** Begin Reading passage **

A question about memory order on x86_64

Mon Jun 21 23:28:20 UTC 2021

On 22/06/2021 8:02 am, David Holmes wrote:
> On 22/06/2021 6:49 am, Liu Xin wrote:
>> hi, David,
>>
>> Thanks. This is my blindspot. Let me go through your description. 
>> There are 3 threads. M is the main thread which is doing 
>> logConfiguration changes.
>> A is the async log thread, which is flushing. L is a user thread which 
>> is emitting logs.
>>
>> M: flush1/sem_wait ---- ---- ---- ---- ---- ---- ---- flush1/sem_post 
>> ---- flush2/sem_wait ---- flush2/sem.post <http://sem.post> ---- 
>> delete_output() ----
>> L: ---- ---- enqueue(log1) ---- ---- ---- ---- ---- ---- ---- ---- 
>> ---- ----
>> A: ---- ---- ---- ---- ---- dequeue(log1) ---- run/sem_wait ---- ---- 
>> ---- ---- ---- ---- ---- ---- ---- ---- ---- ---- ---- ---- ---- 
>> write_blocking(log1)
>>
>> This is the timeline you described, isn't it?
> 
> Probably close enough.
> 
>> A key missing information is that sem_wait() (POSIX semaphore) doesn't 
>> respect FIFO order.
>> I thought Thread-A has invoked run/sem_wait() first. If 
>> flush1/sem_post() is called, kernel must wake up thread A immediately. 
>> It may NOT  the case, right?
> 
> Right there are no guarantees that when M calls signal/post to wakeup A, 
> that A will actually get to run and consume the token and so return from 
> sem_wait. If the implementation is based on futex then it is likely 
> similar to mutex operation and the newly woken thread will contend with 
> all other threads to try and claim the semaphore. In such cases if M 
> calls sem_wait very shortly after sem_post then it will likely reclaim 
> the semaphore.

** End Reading passage **
** Begin Extracted material **

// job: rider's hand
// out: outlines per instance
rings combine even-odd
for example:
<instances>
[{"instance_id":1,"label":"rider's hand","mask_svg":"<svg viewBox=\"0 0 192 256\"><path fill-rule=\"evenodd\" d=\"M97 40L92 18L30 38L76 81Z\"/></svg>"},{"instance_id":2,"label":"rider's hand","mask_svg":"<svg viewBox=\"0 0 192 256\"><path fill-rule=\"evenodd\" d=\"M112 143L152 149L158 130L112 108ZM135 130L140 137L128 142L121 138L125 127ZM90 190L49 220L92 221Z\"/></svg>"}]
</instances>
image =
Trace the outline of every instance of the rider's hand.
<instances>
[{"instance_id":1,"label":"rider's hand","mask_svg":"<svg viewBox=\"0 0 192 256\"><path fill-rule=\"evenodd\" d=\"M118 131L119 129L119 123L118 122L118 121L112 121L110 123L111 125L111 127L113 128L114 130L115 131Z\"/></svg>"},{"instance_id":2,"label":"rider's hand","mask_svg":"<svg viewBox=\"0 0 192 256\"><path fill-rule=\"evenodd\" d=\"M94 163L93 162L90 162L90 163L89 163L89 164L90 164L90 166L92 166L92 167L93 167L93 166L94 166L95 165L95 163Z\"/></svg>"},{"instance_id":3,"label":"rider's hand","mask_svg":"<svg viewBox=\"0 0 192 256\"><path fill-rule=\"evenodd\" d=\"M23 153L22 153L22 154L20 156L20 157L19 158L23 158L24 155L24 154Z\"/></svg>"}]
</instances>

** End Extracted material **

— Task goal —
Continue the mailing-list thread about memory order on x86_64 from the point where it stops. The items are unrelated to the mailing-list thread about memory order on x86_64.

— Exercise response —
> 
>> It's possible that thread-A is descheduled and thread-M can keep 
>> going. Under the hook, I see that glibc implements sem_wait using 
>> syscall futex.
>>
>> In my test, I stupidly put two set_log_config() in a loop. Therefore, 
>> M invokes two flush() in a row!
>> https://github.com/openjdk/jdk/pull/4408/files#diff-25062d200033077d44dacb5aae6b8141316b4bc10149c061cf047fe7db250d98R306 
>> <https://github.com/openjdk/jdk/pull/4408/files#diff-25062d200033077d44dacb5aae6b8141316b4bc10149c061cf047fe7db250d98R306> 
>>
>>
>> Let me try to simulate this and see if I have a fix.
> 
> I'm beginning to think that the only safe thing to do here is to 
> lock-out configuration changes while any write is in progress.

But we can't do that as we could block indefinitely while writing.

Backing up a step lets ignore async logging for a moment. How does 
synchronous logging deal with this problem? What ensures that a log 
request can't use an output that is being concurrently deleted by a 
configuration change?

David

> David
> -----
> 
>> Thanks,
>> -lx
>>
>>
>>
>>
>> On Sun, Jun 20, 2021 at 6:54 PM David Holmes <david.holmes at oracle.com 
>> <mailto:david.holmes at oracle.com>> wrote:
>>
>>     Hi Xin,
>>
>>     I'm looking at your code again and apologies if we covered this
>>     previously but I'm not seeing how things are supposed to work 
>> exactly.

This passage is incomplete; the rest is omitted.